**To do:** Only one stretch of the records below should be repeated. It starts with the line containing "The answer for" and goes on through the line containing "negative clicks: (221, 371) (193, 389)", exactly as written.

**Record excerpts:**
▬▬▬▬▬▬

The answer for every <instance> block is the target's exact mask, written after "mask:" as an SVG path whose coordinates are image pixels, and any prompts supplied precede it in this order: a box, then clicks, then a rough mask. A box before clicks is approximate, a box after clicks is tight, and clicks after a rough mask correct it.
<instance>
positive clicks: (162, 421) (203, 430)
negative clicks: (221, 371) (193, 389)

▬▬▬▬▬▬

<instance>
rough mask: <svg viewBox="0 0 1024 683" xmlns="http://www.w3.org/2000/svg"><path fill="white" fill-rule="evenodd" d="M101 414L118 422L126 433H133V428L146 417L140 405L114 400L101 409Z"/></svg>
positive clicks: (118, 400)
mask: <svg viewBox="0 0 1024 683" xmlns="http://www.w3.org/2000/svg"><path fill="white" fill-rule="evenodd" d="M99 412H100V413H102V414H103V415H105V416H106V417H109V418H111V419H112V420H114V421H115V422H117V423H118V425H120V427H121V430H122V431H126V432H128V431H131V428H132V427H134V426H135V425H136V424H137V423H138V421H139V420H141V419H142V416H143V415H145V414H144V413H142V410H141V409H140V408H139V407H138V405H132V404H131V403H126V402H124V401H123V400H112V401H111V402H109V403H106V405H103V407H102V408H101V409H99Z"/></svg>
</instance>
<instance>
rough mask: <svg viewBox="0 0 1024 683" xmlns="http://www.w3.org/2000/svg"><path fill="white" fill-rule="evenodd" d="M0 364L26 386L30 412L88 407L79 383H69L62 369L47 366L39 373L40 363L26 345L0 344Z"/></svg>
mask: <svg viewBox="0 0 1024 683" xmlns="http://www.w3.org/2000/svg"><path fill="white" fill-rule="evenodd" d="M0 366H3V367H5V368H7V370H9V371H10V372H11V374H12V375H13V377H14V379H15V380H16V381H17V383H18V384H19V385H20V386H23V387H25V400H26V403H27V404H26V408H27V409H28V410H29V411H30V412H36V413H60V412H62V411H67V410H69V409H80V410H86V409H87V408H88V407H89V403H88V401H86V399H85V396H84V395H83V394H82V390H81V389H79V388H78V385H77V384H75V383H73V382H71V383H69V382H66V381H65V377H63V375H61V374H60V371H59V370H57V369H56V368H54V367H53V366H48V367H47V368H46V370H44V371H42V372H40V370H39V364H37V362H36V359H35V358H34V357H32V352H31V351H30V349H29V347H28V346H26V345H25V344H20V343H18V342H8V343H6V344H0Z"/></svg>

▬▬▬▬▬▬

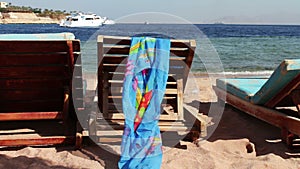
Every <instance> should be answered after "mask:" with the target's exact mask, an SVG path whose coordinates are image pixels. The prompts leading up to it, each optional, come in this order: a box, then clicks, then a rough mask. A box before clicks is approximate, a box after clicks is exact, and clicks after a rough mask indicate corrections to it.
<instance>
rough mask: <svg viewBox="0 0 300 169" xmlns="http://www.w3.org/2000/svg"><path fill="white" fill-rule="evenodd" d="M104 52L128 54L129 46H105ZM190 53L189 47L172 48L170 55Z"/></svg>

▬▬▬▬▬▬

**Written response:**
The answer for every <instance> block is the target's exact mask, written after "mask:" as an SVG path whose coordinates are image pixels, and any prompts supplied precede it in this order: a box, then clicks, then a rough mask. A box before clicks is approximate, a box after clicks is tight, and clicks after a rough mask correct it.
<instance>
positive clicks: (162, 421) (203, 430)
negative clicks: (221, 371) (193, 389)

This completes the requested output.